--- Exercise details ---
Each entry below should be echoed exactly, with pictures omitted.

--- Exercise material ---

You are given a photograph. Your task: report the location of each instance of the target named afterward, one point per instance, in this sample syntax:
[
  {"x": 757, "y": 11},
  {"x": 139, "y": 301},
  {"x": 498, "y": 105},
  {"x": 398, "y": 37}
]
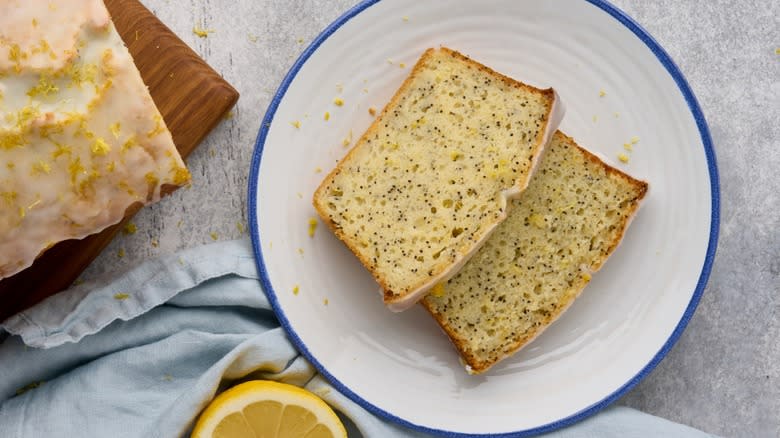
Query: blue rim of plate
[{"x": 704, "y": 132}]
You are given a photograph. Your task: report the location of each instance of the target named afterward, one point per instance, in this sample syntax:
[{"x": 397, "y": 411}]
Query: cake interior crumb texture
[
  {"x": 557, "y": 233},
  {"x": 423, "y": 186}
]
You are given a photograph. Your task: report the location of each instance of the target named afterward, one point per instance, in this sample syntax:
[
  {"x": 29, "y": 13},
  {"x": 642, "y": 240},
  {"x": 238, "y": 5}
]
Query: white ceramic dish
[{"x": 401, "y": 366}]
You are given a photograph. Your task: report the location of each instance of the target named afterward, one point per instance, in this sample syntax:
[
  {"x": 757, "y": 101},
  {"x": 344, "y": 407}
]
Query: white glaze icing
[{"x": 80, "y": 138}]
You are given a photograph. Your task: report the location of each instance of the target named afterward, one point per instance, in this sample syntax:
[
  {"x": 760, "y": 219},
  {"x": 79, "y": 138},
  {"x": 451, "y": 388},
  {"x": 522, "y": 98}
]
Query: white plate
[{"x": 401, "y": 366}]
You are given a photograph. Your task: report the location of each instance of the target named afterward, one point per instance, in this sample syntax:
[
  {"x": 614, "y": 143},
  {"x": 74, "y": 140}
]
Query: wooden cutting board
[{"x": 192, "y": 98}]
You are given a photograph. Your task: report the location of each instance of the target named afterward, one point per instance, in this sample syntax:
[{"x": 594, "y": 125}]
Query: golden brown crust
[
  {"x": 389, "y": 295},
  {"x": 479, "y": 366}
]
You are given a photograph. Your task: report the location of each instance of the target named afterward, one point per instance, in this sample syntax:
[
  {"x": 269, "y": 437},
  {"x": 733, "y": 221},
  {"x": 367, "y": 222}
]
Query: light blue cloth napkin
[{"x": 140, "y": 355}]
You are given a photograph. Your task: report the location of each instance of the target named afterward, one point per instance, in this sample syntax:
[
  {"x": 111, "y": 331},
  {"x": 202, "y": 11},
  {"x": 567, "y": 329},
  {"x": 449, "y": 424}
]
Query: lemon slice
[{"x": 268, "y": 409}]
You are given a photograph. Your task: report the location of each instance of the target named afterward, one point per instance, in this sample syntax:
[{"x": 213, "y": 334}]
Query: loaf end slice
[
  {"x": 558, "y": 233},
  {"x": 430, "y": 178}
]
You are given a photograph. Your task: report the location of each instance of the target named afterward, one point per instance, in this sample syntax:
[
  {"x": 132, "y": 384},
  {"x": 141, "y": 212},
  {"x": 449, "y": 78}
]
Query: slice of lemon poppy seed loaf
[
  {"x": 558, "y": 232},
  {"x": 429, "y": 180}
]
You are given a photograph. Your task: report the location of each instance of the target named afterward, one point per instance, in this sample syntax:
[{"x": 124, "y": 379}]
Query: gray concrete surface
[{"x": 723, "y": 376}]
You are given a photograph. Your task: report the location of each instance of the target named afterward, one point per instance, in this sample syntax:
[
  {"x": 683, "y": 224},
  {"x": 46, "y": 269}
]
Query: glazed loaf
[{"x": 81, "y": 140}]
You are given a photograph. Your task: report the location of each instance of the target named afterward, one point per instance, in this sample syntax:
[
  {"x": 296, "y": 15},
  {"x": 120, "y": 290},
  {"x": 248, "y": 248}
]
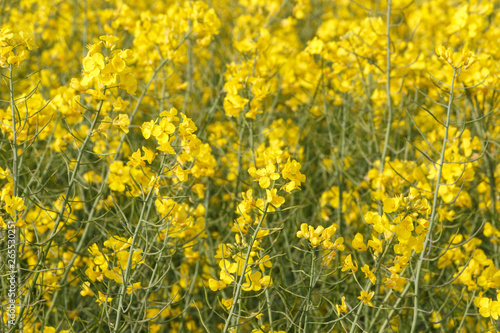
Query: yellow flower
[
  {"x": 358, "y": 244},
  {"x": 342, "y": 308},
  {"x": 122, "y": 121},
  {"x": 13, "y": 203},
  {"x": 391, "y": 205},
  {"x": 366, "y": 297},
  {"x": 349, "y": 265},
  {"x": 103, "y": 298},
  {"x": 369, "y": 273},
  {"x": 86, "y": 290}
]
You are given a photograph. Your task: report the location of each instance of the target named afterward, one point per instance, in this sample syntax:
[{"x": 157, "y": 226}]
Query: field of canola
[{"x": 249, "y": 166}]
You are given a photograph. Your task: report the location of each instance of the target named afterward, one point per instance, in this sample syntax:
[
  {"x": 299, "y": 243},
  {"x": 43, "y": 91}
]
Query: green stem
[
  {"x": 242, "y": 276},
  {"x": 434, "y": 206}
]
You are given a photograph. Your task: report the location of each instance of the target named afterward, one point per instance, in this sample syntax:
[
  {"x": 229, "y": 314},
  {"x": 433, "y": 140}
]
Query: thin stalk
[
  {"x": 387, "y": 89},
  {"x": 15, "y": 175},
  {"x": 37, "y": 269},
  {"x": 240, "y": 281},
  {"x": 434, "y": 205}
]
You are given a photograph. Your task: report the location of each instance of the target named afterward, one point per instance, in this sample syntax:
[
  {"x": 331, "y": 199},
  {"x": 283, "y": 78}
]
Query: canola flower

--- Solved exercise ---
You are given a photograph. Your task: report the location of each instance of the target named afterward, one point per instance, in this sample syntax:
[
  {"x": 757, "y": 11},
  {"x": 139, "y": 301},
  {"x": 498, "y": 105},
  {"x": 398, "y": 37}
]
Query: blue rim of plate
[{"x": 704, "y": 132}]
You are given a photograph. Your task: report the location of each instance of the target named afterward, one point per instance, in this sample syntax:
[{"x": 397, "y": 411}]
Query: cake interior crumb texture
[
  {"x": 557, "y": 233},
  {"x": 423, "y": 186}
]
You are given a photograph. Your task: report the location of each instance of the target named afterward, one point per instance, in this sample syntax:
[
  {"x": 29, "y": 13},
  {"x": 642, "y": 240},
  {"x": 238, "y": 5}
]
Query: white ceramic dish
[{"x": 401, "y": 366}]
You are given a photograph. Your task: report the location of each instance of the target named afterward, one point per instance, in this sample syntax:
[
  {"x": 757, "y": 101},
  {"x": 344, "y": 407}
]
Query: white glaze icing
[{"x": 80, "y": 138}]
You are given a photograph. Your task: report the location of each instance of the target named afterward, one point per instance, in this sample syntax:
[
  {"x": 760, "y": 219},
  {"x": 79, "y": 138},
  {"x": 451, "y": 388},
  {"x": 522, "y": 98}
]
Query: white plate
[{"x": 401, "y": 366}]
You are given a photograph. Your task: report the location of each instance of the target named afterward, one point per instance, in this sample syntax:
[
  {"x": 614, "y": 143},
  {"x": 74, "y": 140}
]
Query: wooden cutting board
[{"x": 192, "y": 98}]
You are given a photograph. Your task: report the location of each instance of the target named afterward, one point per instance, in this sample syntax:
[{"x": 594, "y": 125}]
Query: golden brown crust
[
  {"x": 389, "y": 295},
  {"x": 479, "y": 366}
]
You are given a photograph. Your task: report the location of each instance of the target named afterward, one point per instance, in this sample syntax:
[
  {"x": 269, "y": 437},
  {"x": 733, "y": 221},
  {"x": 367, "y": 222}
]
Query: light blue cloth napkin
[{"x": 140, "y": 355}]
You are given a photograph. Your task: report the location of each instance of the target named afterward, one point per instance, in this sample syntax:
[
  {"x": 111, "y": 331},
  {"x": 202, "y": 11},
  {"x": 567, "y": 329},
  {"x": 449, "y": 424}
]
Query: lemon slice
[{"x": 268, "y": 409}]
You are given a photograph. Your task: report the location of each instance of the target named afterward, one point per instance, in this sample syntax:
[{"x": 213, "y": 334}]
Query: loaf end slice
[
  {"x": 558, "y": 233},
  {"x": 430, "y": 178}
]
You are given a photograph. Your task: report the location of each instance of the target named afterward, one point per instance, in this sample syntax:
[
  {"x": 132, "y": 384},
  {"x": 141, "y": 212},
  {"x": 449, "y": 78}
]
Query: slice of lemon poppy seed loaf
[
  {"x": 558, "y": 232},
  {"x": 429, "y": 180}
]
You are given a photograph. Your task: report the location of each instance of the target named afterward, one point per instance, in this sample syntax:
[{"x": 124, "y": 379}]
Query: gray concrete surface
[{"x": 723, "y": 376}]
You are given a photograph. Your task: report the location of each instance of the target named afterward, one point per instance, in this sample syntax:
[
  {"x": 683, "y": 224},
  {"x": 46, "y": 269}
]
Query: glazed loaf
[{"x": 81, "y": 140}]
You are given a photograph. Your task: report the location of each instance of the target named afterward, one point per instance, in this sample syntax:
[
  {"x": 296, "y": 15},
  {"x": 120, "y": 290},
  {"x": 248, "y": 248}
]
Query: yellow flower
[
  {"x": 358, "y": 244},
  {"x": 342, "y": 308},
  {"x": 122, "y": 121},
  {"x": 13, "y": 203},
  {"x": 391, "y": 205},
  {"x": 366, "y": 297},
  {"x": 349, "y": 265},
  {"x": 103, "y": 298},
  {"x": 369, "y": 273},
  {"x": 86, "y": 290}
]
You are given a photograph. Your task: report the location of each instance of the target named afterward, one point per instance, in this sample syntax:
[{"x": 157, "y": 226}]
Query: field of canola
[{"x": 249, "y": 166}]
You are given a photograph. Your task: report the location of each instance of the target named afterward, one point per instance, in this sample syntax:
[
  {"x": 299, "y": 243},
  {"x": 43, "y": 91}
]
Query: green stem
[
  {"x": 242, "y": 276},
  {"x": 434, "y": 206}
]
You are given a photograph. Your task: report the location of each instance of the target named afterward, one point per instance, in this sample syntax:
[
  {"x": 229, "y": 314},
  {"x": 433, "y": 140}
]
Query: thin stalk
[
  {"x": 387, "y": 89},
  {"x": 15, "y": 175},
  {"x": 37, "y": 269},
  {"x": 240, "y": 281},
  {"x": 434, "y": 205}
]
You are given a photograph. Your task: report the location of each instance of the target named afterward, one point per instance, in this sample syntax:
[
  {"x": 331, "y": 199},
  {"x": 283, "y": 78}
]
Query: canola flower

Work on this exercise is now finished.